Entries supplied:
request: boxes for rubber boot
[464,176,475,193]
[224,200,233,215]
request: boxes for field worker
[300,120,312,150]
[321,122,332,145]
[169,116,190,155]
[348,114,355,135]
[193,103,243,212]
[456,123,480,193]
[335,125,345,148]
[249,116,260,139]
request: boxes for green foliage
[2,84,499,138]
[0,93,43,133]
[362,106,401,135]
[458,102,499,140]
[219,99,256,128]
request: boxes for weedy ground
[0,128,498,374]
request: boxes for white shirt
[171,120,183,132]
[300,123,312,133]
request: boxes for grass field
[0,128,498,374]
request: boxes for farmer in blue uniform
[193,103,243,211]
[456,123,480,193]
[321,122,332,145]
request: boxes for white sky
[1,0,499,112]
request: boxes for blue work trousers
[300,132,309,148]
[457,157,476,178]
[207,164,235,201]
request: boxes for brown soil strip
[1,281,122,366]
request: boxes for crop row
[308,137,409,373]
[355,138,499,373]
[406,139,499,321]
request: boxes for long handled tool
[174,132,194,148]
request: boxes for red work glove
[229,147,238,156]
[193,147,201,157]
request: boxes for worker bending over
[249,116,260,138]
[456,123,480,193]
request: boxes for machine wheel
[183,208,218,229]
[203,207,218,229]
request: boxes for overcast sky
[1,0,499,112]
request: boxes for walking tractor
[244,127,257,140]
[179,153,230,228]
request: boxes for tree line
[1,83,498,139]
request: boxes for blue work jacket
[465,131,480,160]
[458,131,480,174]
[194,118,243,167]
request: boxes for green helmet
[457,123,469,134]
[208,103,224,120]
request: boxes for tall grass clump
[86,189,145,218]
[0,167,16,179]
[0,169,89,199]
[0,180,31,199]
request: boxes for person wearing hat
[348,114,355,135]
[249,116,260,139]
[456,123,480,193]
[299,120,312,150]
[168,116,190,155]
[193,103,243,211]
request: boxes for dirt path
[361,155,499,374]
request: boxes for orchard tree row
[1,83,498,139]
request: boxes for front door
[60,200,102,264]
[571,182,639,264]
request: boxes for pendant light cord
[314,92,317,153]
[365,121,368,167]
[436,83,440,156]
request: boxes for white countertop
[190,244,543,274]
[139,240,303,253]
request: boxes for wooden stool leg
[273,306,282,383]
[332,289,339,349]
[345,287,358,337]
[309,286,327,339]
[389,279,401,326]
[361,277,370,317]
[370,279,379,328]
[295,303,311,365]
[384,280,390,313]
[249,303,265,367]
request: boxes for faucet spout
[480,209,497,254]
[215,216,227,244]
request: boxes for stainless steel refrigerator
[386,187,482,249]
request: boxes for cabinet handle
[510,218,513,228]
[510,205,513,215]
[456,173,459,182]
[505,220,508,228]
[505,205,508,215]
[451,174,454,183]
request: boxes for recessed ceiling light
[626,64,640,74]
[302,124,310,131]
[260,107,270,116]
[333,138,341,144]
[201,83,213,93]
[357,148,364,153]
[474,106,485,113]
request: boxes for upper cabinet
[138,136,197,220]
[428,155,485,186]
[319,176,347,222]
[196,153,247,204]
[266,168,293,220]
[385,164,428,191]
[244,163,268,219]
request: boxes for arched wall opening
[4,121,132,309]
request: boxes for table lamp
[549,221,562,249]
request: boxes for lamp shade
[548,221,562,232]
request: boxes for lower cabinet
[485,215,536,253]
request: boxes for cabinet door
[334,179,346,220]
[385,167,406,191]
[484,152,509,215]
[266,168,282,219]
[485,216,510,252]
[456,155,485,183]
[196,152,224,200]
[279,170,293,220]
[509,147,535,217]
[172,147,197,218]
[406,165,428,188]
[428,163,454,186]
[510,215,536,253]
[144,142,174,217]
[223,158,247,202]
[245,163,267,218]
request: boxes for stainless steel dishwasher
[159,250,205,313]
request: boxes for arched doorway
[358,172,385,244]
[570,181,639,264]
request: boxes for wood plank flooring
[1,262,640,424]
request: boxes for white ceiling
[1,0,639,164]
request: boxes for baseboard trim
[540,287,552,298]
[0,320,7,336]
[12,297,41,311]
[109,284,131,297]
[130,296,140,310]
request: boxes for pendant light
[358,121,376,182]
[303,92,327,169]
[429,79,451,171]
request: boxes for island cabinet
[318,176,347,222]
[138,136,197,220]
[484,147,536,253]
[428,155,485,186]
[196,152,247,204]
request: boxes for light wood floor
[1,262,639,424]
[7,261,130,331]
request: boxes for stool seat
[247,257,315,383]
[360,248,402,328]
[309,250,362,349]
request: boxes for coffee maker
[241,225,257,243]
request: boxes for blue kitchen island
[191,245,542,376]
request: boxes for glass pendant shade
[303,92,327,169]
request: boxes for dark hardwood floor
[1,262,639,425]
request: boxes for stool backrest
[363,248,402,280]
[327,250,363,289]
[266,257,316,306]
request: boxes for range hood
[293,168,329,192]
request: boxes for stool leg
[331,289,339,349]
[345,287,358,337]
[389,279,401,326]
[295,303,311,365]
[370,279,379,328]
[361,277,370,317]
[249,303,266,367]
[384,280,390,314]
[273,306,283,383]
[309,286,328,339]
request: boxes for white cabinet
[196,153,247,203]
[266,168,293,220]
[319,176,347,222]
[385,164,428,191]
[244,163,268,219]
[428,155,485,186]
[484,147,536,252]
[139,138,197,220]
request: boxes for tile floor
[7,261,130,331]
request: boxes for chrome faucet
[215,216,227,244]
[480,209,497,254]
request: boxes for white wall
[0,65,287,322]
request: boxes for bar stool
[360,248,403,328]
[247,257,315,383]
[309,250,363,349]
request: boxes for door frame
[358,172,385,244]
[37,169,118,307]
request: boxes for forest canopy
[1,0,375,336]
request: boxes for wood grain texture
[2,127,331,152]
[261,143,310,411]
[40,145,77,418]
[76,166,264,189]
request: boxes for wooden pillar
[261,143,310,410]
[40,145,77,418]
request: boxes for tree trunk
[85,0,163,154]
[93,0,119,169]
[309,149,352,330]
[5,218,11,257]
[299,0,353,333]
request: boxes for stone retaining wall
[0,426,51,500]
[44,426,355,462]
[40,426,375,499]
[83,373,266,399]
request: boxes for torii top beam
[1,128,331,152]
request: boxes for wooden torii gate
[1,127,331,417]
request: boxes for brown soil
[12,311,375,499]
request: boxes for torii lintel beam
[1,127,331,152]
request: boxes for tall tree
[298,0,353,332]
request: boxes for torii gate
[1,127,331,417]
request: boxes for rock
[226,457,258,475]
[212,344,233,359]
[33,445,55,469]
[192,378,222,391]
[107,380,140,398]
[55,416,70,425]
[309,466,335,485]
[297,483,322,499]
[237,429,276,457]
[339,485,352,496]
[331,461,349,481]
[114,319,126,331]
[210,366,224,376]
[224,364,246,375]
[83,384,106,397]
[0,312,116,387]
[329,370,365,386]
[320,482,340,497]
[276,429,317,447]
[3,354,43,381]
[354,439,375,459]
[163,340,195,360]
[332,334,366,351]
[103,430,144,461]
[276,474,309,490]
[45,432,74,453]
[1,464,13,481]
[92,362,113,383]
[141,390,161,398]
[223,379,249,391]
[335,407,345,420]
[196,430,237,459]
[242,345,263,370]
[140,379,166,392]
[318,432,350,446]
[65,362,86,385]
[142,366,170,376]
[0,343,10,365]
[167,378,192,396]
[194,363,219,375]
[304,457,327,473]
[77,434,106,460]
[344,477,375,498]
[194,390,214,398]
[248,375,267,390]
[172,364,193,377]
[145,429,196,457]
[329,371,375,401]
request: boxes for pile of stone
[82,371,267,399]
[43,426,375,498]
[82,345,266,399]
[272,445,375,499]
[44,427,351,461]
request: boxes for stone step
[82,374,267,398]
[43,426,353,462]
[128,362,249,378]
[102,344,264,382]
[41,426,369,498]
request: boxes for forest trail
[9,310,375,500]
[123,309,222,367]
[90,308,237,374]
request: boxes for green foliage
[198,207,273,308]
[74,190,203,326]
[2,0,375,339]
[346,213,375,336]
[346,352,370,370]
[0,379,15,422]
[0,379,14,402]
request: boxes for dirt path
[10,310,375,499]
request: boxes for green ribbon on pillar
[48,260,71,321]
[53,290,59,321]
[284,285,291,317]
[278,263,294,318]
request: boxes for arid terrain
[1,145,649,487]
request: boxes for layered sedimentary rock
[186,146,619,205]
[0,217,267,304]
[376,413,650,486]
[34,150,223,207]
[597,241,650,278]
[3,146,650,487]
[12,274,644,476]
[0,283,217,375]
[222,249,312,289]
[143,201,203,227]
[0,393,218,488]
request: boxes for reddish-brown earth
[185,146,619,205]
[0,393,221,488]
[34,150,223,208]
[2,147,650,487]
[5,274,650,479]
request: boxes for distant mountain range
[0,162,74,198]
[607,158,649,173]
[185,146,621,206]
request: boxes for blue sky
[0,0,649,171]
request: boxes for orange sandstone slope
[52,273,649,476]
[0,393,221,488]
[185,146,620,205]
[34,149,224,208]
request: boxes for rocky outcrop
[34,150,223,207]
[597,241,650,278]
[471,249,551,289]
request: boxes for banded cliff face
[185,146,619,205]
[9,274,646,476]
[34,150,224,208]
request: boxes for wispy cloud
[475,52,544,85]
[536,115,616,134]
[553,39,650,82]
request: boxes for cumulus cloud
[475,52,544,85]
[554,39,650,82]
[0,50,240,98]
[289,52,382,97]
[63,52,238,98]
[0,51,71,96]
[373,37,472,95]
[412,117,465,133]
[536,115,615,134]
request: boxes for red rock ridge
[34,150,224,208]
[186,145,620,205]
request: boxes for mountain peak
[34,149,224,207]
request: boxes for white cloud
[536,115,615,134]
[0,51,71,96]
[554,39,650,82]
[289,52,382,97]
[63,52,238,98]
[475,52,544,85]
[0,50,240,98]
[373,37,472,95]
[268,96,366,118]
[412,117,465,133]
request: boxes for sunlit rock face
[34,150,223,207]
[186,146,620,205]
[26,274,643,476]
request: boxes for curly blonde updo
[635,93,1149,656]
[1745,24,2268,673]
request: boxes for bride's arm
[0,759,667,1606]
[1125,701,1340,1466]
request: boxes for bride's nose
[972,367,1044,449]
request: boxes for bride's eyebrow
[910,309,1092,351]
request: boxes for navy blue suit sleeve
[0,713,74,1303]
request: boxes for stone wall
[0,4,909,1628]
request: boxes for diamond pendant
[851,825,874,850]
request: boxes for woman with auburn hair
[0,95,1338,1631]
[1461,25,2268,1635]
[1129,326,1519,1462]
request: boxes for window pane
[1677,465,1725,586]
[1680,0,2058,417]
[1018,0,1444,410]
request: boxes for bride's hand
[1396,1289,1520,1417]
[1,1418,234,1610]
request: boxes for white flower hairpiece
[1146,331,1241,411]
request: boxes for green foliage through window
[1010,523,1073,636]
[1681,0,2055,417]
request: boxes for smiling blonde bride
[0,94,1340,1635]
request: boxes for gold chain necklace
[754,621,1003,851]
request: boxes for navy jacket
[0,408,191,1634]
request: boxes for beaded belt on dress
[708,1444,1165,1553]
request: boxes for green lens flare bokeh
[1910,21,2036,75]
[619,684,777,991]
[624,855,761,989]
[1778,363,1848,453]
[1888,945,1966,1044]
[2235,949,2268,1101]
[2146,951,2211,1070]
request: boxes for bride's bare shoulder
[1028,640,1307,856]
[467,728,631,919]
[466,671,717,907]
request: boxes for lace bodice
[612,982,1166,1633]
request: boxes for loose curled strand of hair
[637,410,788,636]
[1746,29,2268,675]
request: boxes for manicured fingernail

What the task requires: Please retype, exactly as written, every line from the line containing "request: boxes for bride's eyebrow" through the last line of the records above, including both of those lines, and nothing else.

Solved problem:
request: boxes for bride's eyebrow
[910,309,1092,351]
request: boxes for navy blue suit sleeve
[0,713,74,1303]
request: boxes for stone wall
[0,4,909,1628]
request: boxes for diamond pendant
[851,825,874,850]
request: boxes for woman with auburn hair
[0,95,1338,1631]
[1461,25,2268,1635]
[1129,326,1519,1462]
request: boxes for window pane
[1677,465,1725,586]
[1680,0,2058,417]
[1018,0,1444,410]
request: boxes for bride's hand
[1396,1289,1520,1417]
[1,1418,234,1610]
request: boxes for white flower hairpiece
[1146,331,1241,411]
request: boxes for green foliage through window
[1010,523,1073,636]
[1681,0,2055,417]
request: boxes for smiling blonde bride
[0,94,1340,1635]
request: boxes for gold chain necklace
[754,621,1003,851]
request: boxes for navy jacket
[0,408,191,1634]
request: boxes for beaded belt on dress
[708,1444,1165,1553]
request: boxes for green lens flare bokeh
[1910,21,2036,75]
[619,684,777,991]
[624,855,761,989]
[1778,363,1848,453]
[1888,945,1966,1044]
[2235,949,2268,1101]
[2146,951,2211,1070]
request: boxes for bride's bare shoulder
[1028,640,1307,856]
[467,728,631,919]
[466,671,717,907]
request: boxes for lace bodice
[612,982,1166,1633]
request: boxes for loose curled strand of hair
[637,410,788,636]
[1746,29,2268,675]
request: boxes for manicured fingernail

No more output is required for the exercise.